_Instructions for the task_
Make an exact copy of each entry, leaving out every picture.

__________

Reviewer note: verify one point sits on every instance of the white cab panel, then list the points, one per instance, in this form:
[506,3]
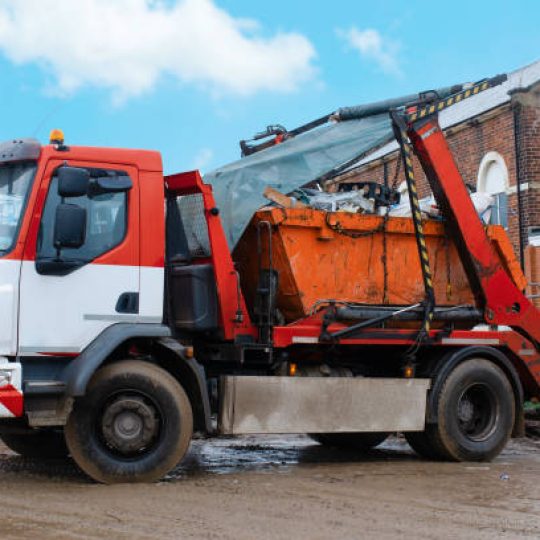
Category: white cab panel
[9,301]
[152,291]
[64,314]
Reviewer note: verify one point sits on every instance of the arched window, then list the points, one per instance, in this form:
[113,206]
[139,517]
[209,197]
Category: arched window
[493,179]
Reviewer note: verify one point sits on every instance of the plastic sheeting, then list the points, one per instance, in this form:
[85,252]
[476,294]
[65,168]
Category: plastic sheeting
[238,187]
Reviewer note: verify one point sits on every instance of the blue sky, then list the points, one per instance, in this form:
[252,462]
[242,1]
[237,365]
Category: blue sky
[192,81]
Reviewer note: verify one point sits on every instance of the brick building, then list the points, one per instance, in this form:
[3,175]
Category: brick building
[495,138]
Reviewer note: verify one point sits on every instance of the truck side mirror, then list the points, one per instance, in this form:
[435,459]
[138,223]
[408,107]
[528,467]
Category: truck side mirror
[72,182]
[69,226]
[111,184]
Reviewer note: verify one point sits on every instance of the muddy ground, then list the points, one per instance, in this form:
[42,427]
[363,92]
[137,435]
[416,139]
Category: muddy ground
[288,487]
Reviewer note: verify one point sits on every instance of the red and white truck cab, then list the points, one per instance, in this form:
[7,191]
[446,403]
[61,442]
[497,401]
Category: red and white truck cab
[124,328]
[56,301]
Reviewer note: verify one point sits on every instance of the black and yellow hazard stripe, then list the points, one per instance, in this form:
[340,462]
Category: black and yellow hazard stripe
[406,152]
[438,106]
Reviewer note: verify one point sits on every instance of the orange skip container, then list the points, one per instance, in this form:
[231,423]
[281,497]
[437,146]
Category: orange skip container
[338,256]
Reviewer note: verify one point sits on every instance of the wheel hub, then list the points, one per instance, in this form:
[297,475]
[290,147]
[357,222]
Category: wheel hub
[129,424]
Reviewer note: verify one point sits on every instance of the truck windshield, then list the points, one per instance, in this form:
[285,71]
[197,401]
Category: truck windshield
[15,181]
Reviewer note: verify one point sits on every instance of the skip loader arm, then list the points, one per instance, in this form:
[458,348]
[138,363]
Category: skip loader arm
[502,302]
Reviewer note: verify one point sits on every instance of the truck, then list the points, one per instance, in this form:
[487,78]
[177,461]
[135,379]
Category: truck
[120,339]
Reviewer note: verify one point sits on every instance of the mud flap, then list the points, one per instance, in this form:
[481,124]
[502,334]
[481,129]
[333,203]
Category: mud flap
[11,396]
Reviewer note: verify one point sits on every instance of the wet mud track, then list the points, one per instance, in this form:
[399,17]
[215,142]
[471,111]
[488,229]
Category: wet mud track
[281,487]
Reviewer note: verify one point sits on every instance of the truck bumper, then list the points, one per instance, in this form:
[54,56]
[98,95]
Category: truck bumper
[11,396]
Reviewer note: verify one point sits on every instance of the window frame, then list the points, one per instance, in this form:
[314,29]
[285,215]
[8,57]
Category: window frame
[71,262]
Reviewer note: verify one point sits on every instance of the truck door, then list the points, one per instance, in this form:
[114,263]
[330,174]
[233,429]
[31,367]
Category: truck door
[68,297]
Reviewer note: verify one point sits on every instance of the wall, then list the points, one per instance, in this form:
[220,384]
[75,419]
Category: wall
[470,142]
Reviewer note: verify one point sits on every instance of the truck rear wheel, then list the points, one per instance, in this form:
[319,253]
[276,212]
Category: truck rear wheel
[475,415]
[43,443]
[356,441]
[133,425]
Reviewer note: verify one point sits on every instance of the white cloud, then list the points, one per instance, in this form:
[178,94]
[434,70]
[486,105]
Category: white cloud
[203,158]
[127,45]
[372,46]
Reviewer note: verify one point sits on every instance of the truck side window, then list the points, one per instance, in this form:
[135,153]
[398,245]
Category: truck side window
[105,227]
[191,208]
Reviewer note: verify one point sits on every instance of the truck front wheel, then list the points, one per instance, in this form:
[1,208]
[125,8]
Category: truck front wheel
[475,414]
[133,425]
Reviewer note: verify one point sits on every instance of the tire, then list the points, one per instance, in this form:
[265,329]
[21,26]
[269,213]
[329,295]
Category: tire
[420,443]
[40,444]
[475,415]
[134,424]
[356,441]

__________

_Solution to the problem_
Reviewer note: verify one point sits on every instance of the white cab panel, then list the points, one per instance, in this form:
[506,3]
Category: white cab panel
[9,301]
[152,291]
[64,314]
Reviewer note: verify one point sits on every instance of the arched window, then list the points, one per instance, in this form:
[113,206]
[139,517]
[209,197]
Category: arched window
[493,179]
Reviewer note: verify one point sits on every instance of the plastic sheeting, then list the points, one per instance, in this form:
[85,252]
[476,294]
[65,168]
Category: plastic sheeting
[238,187]
Reviewer note: verify one point sits on every instance of the blue sky, then list the points, one per instance, in this form:
[252,462]
[242,1]
[237,365]
Category: blue sky
[192,81]
Reviewer note: verify one point sits on every instance of the brick building, then list the points, one per instance, in this form:
[3,175]
Category: brick building
[495,138]
Reviewer note: verify one point sits on every instance of the truck side mirror, then list the points, one per instance, in this form:
[435,459]
[138,223]
[408,107]
[528,467]
Category: truck side mirror
[72,182]
[69,226]
[111,184]
Reviewer note: verify one point sits on every instance of the muddy ground, then list the points, one per instance, in this form:
[42,427]
[363,92]
[137,435]
[416,139]
Category: muddy ground
[288,487]
Reviewer note: verify one point sits on every instance of the red and white truck cab, then list the points, one per instance, in this form:
[7,191]
[446,403]
[61,442]
[497,401]
Category: red and white truck cab
[124,328]
[56,301]
Reviewer note: verify one point sits on every instance of the black and yellow hazard stripe, then list the points, one per instance, in this form:
[340,462]
Category: black and yellow hazard stripe
[406,152]
[438,106]
Reviewer note: verify one point sits on every instance of the orange skip container, then list the points, one per instance, in this form:
[231,423]
[281,497]
[437,146]
Category: orange skip container
[338,256]
Reviewer note: verify one point sits on every instance of the wheel hub, then list the points, one per instance, in this form:
[297,475]
[290,147]
[357,222]
Category: wheel hub
[129,424]
Reviewer note: verify one point sits on every instance of the truck windshield, then list the points, one per instance, in this form:
[285,71]
[197,401]
Category: truck windshield
[15,181]
Reviewer note: verify one point sits on every instance of the skip loader arm, then list the points, one per instance, in this form:
[458,348]
[138,363]
Category: skip loader arm
[502,302]
Reviewer note: verify one point sits on every instance of the truck, then list the points, one per instance, in this form:
[487,78]
[177,461]
[135,379]
Category: truck
[120,339]
Reviewer note: verify one point sits on every instance of the mud flap, then list the points, one per instance, in this form:
[481,124]
[502,334]
[481,129]
[333,203]
Category: mud flap
[11,396]
Reviewer note: verify one point sits on every instance of the wet mud track, then list the points, one per instance, in this form:
[399,17]
[215,142]
[471,111]
[488,229]
Category: wet mud track
[281,487]
Reviewer note: verify one point sits on every instance of the truck bumper, then list the points, one per instance, in this form:
[54,56]
[98,95]
Category: truck bumper
[11,396]
Reviewer note: verify one point sits on every instance of the window frame, then list the points, one per instance, in this form:
[314,29]
[285,215]
[8,57]
Category: window frame
[71,262]
Reviewer note: verify one point sits on every instance of the truck door, then list the points, one per instance, in this form:
[114,263]
[330,174]
[233,429]
[31,367]
Category: truck door
[68,297]
Reviewer note: verify one point sits on every instance of the wall, then list the points, one per instance, in this form:
[220,384]
[75,419]
Category: wall
[470,142]
Reviewer note: verify one point sits on every instance of the truck rear wheel, then list the points, one per instance, in this form:
[319,253]
[276,212]
Category: truck rear wheel
[475,415]
[43,443]
[356,441]
[133,425]
Reviewer note: verify one point sits on every instance of the white cloud, then list the points, one per instance, in this form:
[178,94]
[434,70]
[486,105]
Category: white cloud
[203,158]
[127,45]
[372,46]
Reviewer note: verify one point sits on every instance of the truck side window, then list the points, one per instance, in this form:
[135,153]
[398,245]
Category: truck side window
[105,227]
[191,208]
Reviewer note: verify one point sits on every instance of the truck front wheel, then list the points, one per instance, in this form:
[1,208]
[125,8]
Category: truck front wheel
[475,414]
[133,425]
Reviewer note: verify one point sits on every instance of the tire, then list the points, one per instance, in this form:
[265,329]
[21,26]
[269,213]
[329,295]
Category: tire
[420,443]
[40,444]
[475,415]
[134,424]
[356,441]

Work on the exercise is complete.